Exercise brief
Could you edit the part of the rat escape thread that opens with "## ATez (May" and closes with "(Mar 5, 2009)", giving it again with "peanut butter" replaced by "sunflower seeds"?

Extracted text

# Help, new rat escape...



## pentacle565 (May 7, 2009)

I just got a new rat recently, her name is Olive, she escaped in my room and its all my fault, and I don't want my parents to know she's missing, but if they find her before I do... I'm hoping she is still in my room, I have a lot of pet foods and hiding places in here. Only problem, I can't find her anywhere! She is still quite timid, but doesn't usually run when I go to pick her up. I left her cage door unsecured. Any advise on where I should look? I already checked my closet floor, my boxspring, my dresser drawers, I turned out the pockets of my sweaters and coats... I would try listening for her, but I have so many other animals in my room atm... My ferrets could likely find her, but what they would do with her once found... I can't risk it. Help me...


----------



## ATez (May 5, 2009)

I heard rats really love peanut butter. Try and put a really thin layer on something she won't be able to run with and try and keep her cage nearby and open for her to go into since it's her home she should be glad to find it back. Maybe she fell while exploring and can't get back now she's scared! And if your parents aren't there right now take a flash light and go explore under the apliances!

My ratties haven't excaped (yet!) but hopefully that'll work!
Good luck!!


----------



## Little-Fizz (Mar 5, 2009)

Daisy has gotten out a few times. She always has the same hiding spot though. If possible take your other animals out of your room and call her then listen carefully. If you had a radiator, check it. Any dirty laundry baskets, check the dresser ( I used to find my old rats in there all the time), trash bins, definitely check all of your bed. Was the door open? What are the odds she has made it into the house?
Leave her cage on the floor with the door open with food nearby. She'll more then likely go back to the cage if she feels safe there.


----------



## pentacle565 (May 7, 2009)

I just got her a few days ago, so her cage isn't really all that familiar to her... I tried peanut butter last night, left a few smears around the room to give her the taste, and then an empty jar with the insides covered in lickable stuff in her cage. Even I can smell it strongly. But last night she appears to have licked the smudges from around the cage, even off the door, but didn't go inside for the rest. She's only young, so is pretty small. I'm pretty sure my door was closed, as I went to handle her, then left for work, and when I got back she was gone. I keep my door closed, and the crack under it is really small. Oh, and last night I mau have dreamed it, but I though I felt little rat feet run over my leg in bed, but it was gone like a flash when I tried to grab for it.

(Data items)
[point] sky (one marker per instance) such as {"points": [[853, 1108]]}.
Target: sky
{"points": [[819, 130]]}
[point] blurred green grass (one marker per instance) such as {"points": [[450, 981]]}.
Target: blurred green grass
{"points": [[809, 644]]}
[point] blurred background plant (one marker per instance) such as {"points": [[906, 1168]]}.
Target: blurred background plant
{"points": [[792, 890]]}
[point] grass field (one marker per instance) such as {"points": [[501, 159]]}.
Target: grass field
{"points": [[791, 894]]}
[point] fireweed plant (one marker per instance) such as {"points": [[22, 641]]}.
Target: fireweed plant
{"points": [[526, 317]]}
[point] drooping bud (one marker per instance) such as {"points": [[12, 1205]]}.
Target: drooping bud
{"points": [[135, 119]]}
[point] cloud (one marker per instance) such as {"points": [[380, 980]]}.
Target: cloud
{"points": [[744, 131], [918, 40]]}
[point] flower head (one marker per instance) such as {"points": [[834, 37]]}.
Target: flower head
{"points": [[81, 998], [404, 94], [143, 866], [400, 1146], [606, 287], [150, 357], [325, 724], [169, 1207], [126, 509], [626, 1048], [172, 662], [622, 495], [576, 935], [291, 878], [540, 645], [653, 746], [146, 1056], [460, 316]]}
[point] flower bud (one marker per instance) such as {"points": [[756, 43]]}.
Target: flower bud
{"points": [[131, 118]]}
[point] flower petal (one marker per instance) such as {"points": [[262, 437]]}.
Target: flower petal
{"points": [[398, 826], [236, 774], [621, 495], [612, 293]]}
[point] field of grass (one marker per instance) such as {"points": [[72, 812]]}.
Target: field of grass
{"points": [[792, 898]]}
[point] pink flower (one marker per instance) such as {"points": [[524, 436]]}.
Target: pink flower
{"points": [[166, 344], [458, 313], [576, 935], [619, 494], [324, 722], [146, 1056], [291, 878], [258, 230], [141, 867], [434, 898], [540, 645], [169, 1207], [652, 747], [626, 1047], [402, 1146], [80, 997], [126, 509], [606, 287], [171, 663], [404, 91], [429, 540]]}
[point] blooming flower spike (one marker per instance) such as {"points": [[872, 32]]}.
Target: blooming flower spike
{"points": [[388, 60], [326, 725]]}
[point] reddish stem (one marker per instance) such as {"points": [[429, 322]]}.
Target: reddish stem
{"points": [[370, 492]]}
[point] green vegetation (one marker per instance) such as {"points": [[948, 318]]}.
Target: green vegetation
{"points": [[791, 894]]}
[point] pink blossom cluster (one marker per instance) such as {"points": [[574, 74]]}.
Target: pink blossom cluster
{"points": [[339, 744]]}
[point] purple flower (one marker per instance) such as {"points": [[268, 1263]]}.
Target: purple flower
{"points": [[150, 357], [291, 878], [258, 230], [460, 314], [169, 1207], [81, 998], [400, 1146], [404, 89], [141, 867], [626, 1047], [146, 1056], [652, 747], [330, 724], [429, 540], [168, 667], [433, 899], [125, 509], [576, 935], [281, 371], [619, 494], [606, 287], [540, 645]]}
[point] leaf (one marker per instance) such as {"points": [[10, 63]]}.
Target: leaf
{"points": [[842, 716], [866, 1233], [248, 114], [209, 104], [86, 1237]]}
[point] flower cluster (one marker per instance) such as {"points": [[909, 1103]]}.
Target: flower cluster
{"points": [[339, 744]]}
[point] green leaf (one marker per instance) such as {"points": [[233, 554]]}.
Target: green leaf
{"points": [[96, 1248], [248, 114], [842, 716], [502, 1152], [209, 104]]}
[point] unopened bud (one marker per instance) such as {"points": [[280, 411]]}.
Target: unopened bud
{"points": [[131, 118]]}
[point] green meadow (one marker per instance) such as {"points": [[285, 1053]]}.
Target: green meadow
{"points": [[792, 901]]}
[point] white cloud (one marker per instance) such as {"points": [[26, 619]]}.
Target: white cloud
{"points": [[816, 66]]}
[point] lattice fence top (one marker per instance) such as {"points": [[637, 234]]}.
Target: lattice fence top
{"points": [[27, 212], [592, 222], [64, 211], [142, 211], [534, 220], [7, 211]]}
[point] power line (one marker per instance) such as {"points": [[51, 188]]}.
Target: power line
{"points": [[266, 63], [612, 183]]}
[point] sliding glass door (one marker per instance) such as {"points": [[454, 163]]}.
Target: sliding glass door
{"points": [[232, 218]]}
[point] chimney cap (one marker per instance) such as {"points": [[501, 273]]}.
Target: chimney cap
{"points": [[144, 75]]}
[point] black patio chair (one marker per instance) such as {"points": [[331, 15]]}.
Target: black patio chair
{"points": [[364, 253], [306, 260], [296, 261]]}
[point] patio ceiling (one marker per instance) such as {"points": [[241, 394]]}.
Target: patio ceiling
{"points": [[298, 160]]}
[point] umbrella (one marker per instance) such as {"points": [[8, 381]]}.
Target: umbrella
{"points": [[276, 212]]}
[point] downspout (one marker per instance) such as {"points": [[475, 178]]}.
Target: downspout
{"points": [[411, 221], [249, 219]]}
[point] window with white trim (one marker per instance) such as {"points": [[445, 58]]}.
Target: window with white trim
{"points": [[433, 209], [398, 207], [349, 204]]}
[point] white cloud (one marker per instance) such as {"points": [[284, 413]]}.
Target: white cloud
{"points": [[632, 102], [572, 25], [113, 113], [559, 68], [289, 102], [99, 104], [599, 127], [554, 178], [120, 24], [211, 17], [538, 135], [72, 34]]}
==
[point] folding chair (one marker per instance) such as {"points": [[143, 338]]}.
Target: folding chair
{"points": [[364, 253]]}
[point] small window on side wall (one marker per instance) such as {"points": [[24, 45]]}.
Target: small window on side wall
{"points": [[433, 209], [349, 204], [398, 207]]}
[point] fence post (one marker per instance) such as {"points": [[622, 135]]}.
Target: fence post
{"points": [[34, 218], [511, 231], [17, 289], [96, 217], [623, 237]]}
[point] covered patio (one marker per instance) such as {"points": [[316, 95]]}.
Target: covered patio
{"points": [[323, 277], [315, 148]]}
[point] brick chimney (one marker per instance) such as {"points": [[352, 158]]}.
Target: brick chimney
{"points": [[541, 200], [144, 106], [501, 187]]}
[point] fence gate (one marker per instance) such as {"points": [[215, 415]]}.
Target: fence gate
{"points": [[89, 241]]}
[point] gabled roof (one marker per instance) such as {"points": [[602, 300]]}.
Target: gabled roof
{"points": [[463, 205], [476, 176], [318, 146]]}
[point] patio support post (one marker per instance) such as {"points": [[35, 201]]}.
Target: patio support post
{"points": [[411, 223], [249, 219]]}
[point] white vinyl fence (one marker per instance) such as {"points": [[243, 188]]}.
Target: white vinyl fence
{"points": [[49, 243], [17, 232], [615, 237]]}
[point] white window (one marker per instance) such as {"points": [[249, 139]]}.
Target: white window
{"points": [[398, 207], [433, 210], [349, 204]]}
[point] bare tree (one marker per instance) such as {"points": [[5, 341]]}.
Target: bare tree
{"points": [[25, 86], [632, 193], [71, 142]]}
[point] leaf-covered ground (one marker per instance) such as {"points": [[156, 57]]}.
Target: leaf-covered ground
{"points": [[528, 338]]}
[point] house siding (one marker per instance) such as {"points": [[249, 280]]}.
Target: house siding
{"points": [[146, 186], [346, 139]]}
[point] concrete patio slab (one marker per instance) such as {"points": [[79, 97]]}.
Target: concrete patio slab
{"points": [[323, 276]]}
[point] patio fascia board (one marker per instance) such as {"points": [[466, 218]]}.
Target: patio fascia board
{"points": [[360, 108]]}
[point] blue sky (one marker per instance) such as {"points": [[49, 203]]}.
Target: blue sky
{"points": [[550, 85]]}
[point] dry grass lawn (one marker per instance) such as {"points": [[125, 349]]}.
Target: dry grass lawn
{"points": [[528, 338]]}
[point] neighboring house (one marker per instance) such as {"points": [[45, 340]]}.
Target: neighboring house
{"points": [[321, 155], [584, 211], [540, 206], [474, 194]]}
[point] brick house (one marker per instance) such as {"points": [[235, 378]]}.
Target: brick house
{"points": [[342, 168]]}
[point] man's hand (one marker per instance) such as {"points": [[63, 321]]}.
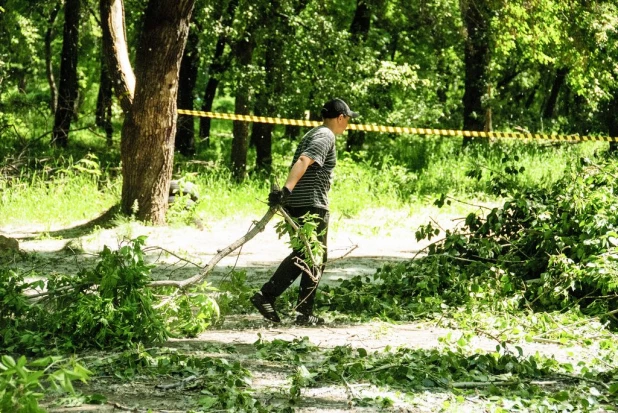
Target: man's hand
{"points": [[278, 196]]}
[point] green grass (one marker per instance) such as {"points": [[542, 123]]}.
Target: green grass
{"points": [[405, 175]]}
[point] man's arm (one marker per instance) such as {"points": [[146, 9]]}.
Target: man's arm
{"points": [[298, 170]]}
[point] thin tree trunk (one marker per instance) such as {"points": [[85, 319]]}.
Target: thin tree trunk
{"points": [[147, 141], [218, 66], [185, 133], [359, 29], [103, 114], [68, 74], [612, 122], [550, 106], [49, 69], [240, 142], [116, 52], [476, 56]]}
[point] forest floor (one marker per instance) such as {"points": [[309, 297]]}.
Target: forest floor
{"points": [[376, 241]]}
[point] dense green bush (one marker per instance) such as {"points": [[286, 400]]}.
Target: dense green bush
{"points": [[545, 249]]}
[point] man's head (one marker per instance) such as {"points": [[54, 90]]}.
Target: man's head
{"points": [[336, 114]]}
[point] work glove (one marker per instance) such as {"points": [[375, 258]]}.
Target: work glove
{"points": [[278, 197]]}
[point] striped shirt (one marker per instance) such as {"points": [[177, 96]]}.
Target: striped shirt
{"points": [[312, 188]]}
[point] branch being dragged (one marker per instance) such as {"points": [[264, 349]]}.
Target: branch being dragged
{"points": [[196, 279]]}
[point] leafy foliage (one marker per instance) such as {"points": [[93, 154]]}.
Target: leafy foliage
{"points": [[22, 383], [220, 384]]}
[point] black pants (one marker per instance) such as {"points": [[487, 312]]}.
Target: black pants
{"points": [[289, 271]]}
==
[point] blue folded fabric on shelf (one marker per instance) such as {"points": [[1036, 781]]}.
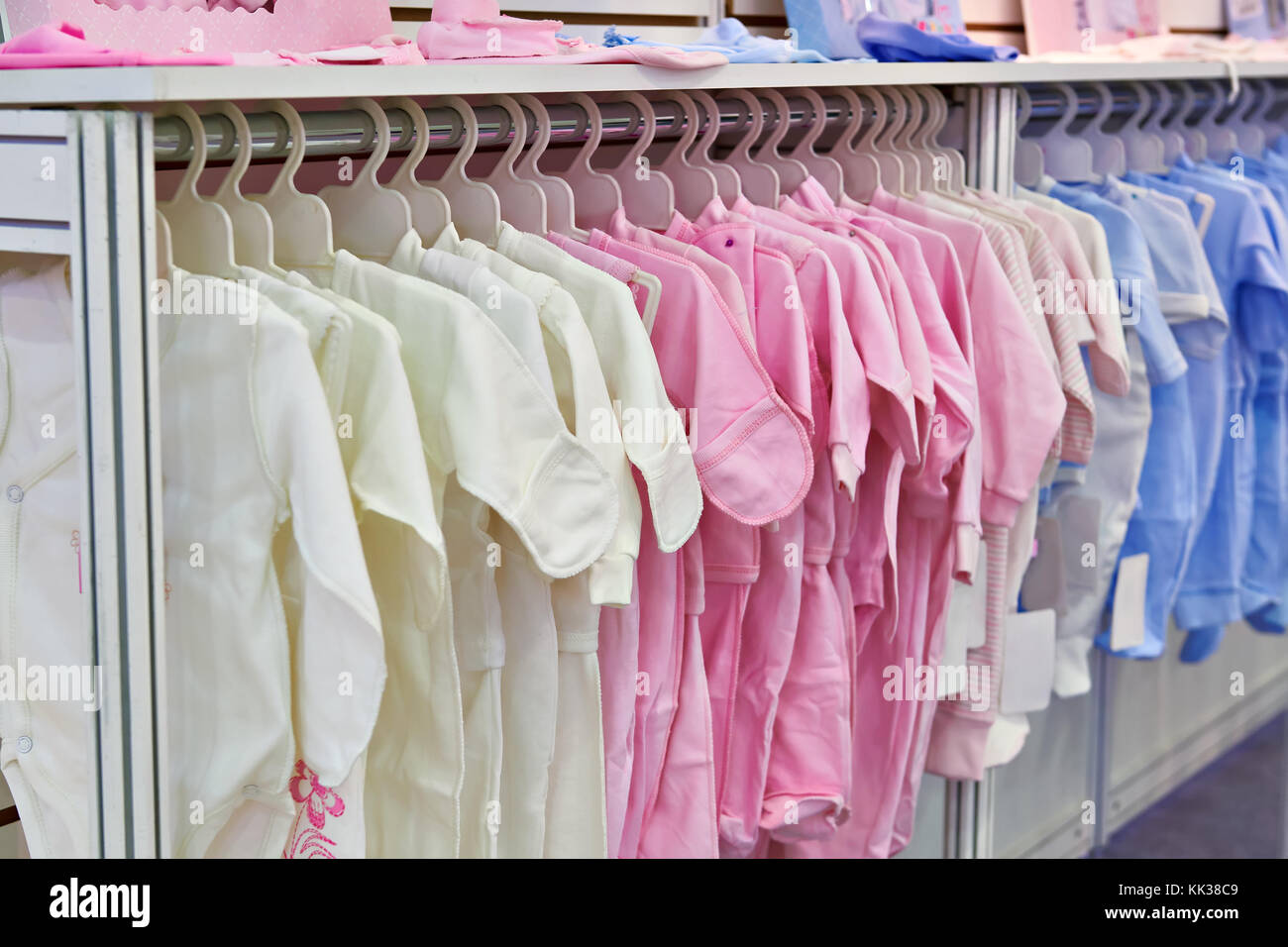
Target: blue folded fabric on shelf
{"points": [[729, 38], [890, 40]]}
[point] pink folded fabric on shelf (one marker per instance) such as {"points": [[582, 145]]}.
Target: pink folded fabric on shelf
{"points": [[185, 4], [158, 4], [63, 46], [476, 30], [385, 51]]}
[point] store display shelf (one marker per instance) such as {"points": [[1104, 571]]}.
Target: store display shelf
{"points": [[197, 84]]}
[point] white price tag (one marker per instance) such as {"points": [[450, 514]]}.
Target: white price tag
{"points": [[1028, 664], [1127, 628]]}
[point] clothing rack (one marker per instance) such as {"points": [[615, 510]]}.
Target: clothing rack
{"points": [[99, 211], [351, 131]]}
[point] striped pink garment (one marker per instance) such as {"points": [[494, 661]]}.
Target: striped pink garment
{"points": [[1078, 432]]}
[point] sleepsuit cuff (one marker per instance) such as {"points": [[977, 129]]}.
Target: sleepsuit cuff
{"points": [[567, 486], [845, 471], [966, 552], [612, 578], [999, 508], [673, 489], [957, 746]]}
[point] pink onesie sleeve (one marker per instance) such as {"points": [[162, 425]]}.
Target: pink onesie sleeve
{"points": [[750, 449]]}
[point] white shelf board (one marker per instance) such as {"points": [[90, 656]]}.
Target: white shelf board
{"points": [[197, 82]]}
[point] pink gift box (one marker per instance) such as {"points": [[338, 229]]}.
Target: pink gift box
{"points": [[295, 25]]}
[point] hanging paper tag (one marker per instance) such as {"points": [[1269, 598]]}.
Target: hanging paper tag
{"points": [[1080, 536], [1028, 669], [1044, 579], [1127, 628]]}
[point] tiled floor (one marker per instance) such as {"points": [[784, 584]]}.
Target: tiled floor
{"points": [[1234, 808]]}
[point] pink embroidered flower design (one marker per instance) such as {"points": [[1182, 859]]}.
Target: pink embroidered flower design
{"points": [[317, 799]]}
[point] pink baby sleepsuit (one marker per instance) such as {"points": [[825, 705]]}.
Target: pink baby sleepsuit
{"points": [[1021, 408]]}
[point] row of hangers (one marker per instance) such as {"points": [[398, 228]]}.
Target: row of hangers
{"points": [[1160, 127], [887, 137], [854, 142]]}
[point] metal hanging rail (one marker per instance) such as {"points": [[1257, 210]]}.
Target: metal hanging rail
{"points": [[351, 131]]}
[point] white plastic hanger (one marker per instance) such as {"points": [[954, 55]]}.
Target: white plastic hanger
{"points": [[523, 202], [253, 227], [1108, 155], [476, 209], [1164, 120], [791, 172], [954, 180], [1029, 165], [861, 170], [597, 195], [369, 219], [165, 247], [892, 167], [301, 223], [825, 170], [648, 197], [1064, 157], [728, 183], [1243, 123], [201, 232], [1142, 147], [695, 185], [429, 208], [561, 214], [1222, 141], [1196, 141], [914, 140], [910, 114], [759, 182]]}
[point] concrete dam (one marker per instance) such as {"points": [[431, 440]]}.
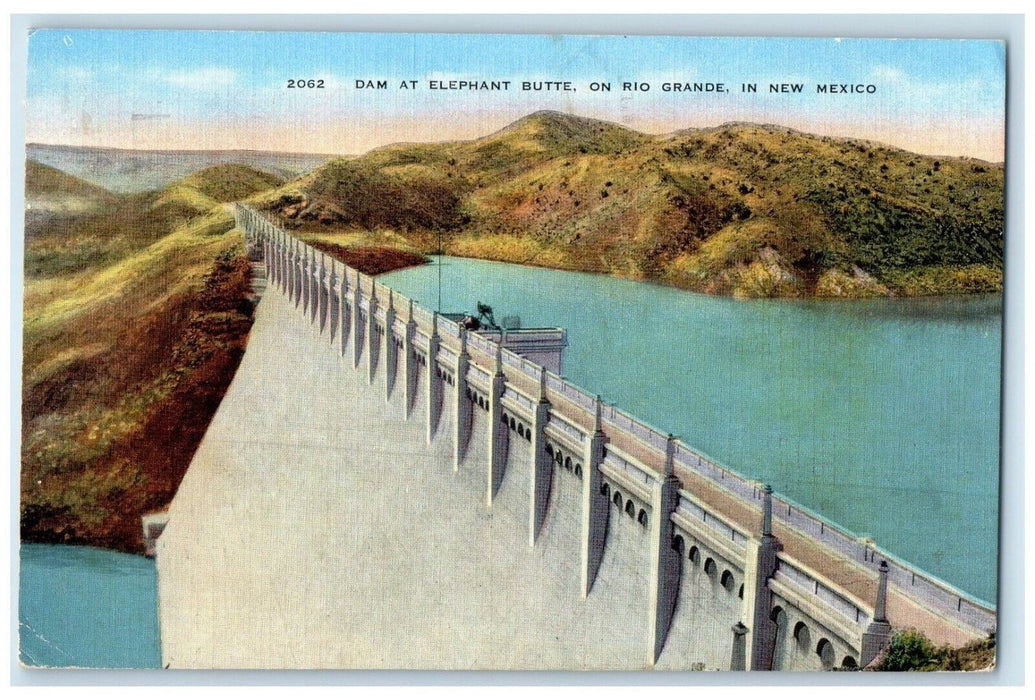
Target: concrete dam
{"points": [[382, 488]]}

Task result
## ATez (May 5, 2009)

I heard rats really love sunflower seeds. Try and put a really thin layer on something she won't be able to run with and try and keep her cage nearby and open for her to go into since it's her home she should be glad to find it back. Maybe she fell while exploring and can't get back now she's scared! And if your parents aren't there right now take a flash light and go explore under the apliances!

My ratties haven't excaped (yet!) but hopefully that'll work!
Good luck!!


----------



## Little-Fizz (Mar 5, 2009)